* **WHAT YOU WILL DO**
Rewrite the rows below, swapping every "annotate" for "mark" and leaving everything else unchanged.

[START OF RECORDS SUPPLIED]

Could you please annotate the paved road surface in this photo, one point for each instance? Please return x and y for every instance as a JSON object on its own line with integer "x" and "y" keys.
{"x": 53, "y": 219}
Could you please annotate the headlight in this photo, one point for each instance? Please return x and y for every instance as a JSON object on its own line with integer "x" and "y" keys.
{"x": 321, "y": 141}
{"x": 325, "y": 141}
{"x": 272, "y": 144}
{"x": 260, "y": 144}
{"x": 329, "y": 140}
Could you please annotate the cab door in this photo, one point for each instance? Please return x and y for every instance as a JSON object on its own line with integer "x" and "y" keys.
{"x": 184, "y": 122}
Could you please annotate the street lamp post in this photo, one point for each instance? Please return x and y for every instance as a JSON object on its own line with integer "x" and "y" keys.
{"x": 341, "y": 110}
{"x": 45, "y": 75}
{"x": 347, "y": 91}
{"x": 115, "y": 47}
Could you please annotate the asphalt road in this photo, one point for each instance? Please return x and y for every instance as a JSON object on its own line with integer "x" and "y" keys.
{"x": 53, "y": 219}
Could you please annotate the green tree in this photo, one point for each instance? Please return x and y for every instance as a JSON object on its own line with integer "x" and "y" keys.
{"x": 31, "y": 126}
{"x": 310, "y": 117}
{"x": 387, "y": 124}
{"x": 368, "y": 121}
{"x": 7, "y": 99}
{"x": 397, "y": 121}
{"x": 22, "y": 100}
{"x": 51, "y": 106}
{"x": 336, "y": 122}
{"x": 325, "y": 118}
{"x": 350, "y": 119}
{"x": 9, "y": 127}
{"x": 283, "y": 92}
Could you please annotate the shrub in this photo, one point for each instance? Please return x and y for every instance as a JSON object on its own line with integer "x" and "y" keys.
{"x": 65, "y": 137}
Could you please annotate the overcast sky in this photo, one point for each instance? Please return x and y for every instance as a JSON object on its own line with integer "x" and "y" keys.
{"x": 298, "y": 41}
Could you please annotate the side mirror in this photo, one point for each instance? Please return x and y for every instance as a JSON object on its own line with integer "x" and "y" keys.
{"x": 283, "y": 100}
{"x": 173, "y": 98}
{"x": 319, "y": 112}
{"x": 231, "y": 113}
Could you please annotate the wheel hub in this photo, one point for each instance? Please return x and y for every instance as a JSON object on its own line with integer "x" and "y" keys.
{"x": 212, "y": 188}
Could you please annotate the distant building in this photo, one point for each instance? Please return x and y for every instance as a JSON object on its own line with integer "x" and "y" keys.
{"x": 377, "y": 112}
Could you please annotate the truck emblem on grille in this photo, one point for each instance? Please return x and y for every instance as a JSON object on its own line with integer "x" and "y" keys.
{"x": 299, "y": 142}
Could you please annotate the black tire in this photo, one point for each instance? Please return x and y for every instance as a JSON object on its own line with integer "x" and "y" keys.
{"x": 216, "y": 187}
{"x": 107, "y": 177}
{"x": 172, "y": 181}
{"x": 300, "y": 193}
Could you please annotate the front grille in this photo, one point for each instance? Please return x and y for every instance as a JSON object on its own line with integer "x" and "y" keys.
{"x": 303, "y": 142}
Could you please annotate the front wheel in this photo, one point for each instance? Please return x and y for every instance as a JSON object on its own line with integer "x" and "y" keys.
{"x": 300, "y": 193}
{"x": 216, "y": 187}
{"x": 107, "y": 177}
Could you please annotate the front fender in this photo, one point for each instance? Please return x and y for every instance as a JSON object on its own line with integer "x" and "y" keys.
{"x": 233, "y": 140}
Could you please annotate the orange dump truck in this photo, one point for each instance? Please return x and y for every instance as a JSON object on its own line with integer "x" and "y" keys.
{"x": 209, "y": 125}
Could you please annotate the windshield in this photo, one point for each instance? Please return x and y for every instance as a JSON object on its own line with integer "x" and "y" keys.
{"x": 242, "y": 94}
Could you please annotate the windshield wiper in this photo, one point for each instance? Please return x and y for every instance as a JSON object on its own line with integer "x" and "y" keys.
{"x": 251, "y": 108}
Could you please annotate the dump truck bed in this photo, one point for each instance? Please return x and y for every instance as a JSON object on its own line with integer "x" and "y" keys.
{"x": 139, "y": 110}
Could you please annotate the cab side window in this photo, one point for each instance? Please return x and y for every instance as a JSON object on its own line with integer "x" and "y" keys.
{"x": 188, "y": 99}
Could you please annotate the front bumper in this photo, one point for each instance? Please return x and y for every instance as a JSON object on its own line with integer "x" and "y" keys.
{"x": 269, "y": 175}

[END OF RECORDS SUPPLIED]

* **FINISHED TASK**
Could you please mark the paved road surface in this photo, one point for each instance? Please return x and y for every instance as a JSON object on its own line with integer "x" and "y" keys.
{"x": 53, "y": 219}
Could you please mark the headlight in this photo, one point for each instance? Please return x and y for every instance as a JSON object on its own line with integer "x" and "y" keys.
{"x": 321, "y": 141}
{"x": 325, "y": 141}
{"x": 272, "y": 144}
{"x": 260, "y": 144}
{"x": 329, "y": 140}
Could you please mark the cab door in this photo, one point for each instance? Please return x and y for every instance as a JSON object on its own line with integer "x" and "y" keys.
{"x": 184, "y": 122}
Could you please mark the street lamp post in this photo, one point for each instance? Please return x and y for every instance as a JSON object on its own line with integer "x" and "y" keys.
{"x": 341, "y": 110}
{"x": 45, "y": 75}
{"x": 347, "y": 91}
{"x": 115, "y": 47}
Could you please mark the asphalt road in this photo, one point for each instance? Please return x and y for every instance as a JSON object on its own line with integer "x" and "y" keys.
{"x": 53, "y": 219}
Could you please mark the green tree in this photo, one point for each instance? Please return x and y for every instance as a JSON object on its own line with integer "x" and "y" keys.
{"x": 31, "y": 126}
{"x": 310, "y": 117}
{"x": 387, "y": 124}
{"x": 368, "y": 121}
{"x": 7, "y": 99}
{"x": 397, "y": 121}
{"x": 22, "y": 100}
{"x": 51, "y": 106}
{"x": 336, "y": 122}
{"x": 325, "y": 118}
{"x": 350, "y": 119}
{"x": 9, "y": 127}
{"x": 283, "y": 92}
Could you please mark the shrub in this photo, one point for each instance? Please return x and y for every instance as a JSON object on its own line with integer "x" and "y" keys.
{"x": 65, "y": 137}
Could you please mark the overcast sky in this photo, one point for each instance? Please return x and y for every instance as a JSON object on its own line with integer "x" and "y" keys.
{"x": 298, "y": 41}
Could you please mark the side mirror in this photo, one point for each instance? Please return x and y for every instance as a JSON object on its own line with integer "x" and "y" keys.
{"x": 283, "y": 100}
{"x": 173, "y": 98}
{"x": 319, "y": 112}
{"x": 231, "y": 113}
Could you please mark the wheel hub in this photo, one point for each instance? Please return x and y for every instance as a JSON object on its own line with integer "x" and "y" keys.
{"x": 212, "y": 188}
Could you please mark the distant building in this photo, one point for each instance? Please return x and y for every instance as a JSON object on its own line with integer "x" and "y" keys.
{"x": 377, "y": 112}
Could you please mark the truck emblem on grille in this photo, one point for each instance? Please return x and y for every instance as a JSON object on its own line with integer "x" and "y" keys.
{"x": 299, "y": 142}
Could you please mark the black tire in this photo, one point for each instance? Please return x and y for every instance as a JSON object on its own line with integer "x" and "y" keys.
{"x": 216, "y": 187}
{"x": 107, "y": 177}
{"x": 172, "y": 181}
{"x": 300, "y": 193}
Could you please mark the front grille in this photo, one point for each instance? Please return x and y for every instance as a JSON object on its own line with integer "x" and "y" keys.
{"x": 303, "y": 142}
Could you please mark the front wheel in this photo, one point for each instance? Please return x and y for every instance as a JSON object on its own line with integer "x" and "y" keys.
{"x": 300, "y": 193}
{"x": 216, "y": 187}
{"x": 107, "y": 177}
Could you please mark the front fender in this photo, one point for each instance? Please return x and y for every instance as a JSON object on its own line with integer "x" and "y" keys.
{"x": 233, "y": 140}
Could you please mark the orange dump truck in this photo, one point for each instance? Please return x and y for every instance as a JSON object on its own line with integer "x" and "y" keys.
{"x": 209, "y": 125}
Could you please mark the windshield in this photo, one point for each instance? Please return x and y for every instance as a JSON object on its own line with integer "x" and "y" keys.
{"x": 242, "y": 94}
Could you please mark the windshield wiper in this photo, one point for each instance? Please return x and y for every instance as a JSON object on its own line with integer "x" and "y" keys.
{"x": 251, "y": 108}
Could you please mark the dump truck bed in this photo, one point for each instance? Please return x and y for every instance as a JSON object on its own line with integer "x" and "y" keys.
{"x": 139, "y": 110}
Could you please mark the cab side window in this photo, one point for each instance? Please return x and y for every instance as a JSON object on its own line with integer "x" and "y" keys.
{"x": 188, "y": 99}
Could you please mark the front bumper in this photo, one point for each instance? Please return x and y for every instance as a JSON object on its own line with integer "x" and "y" keys.
{"x": 269, "y": 175}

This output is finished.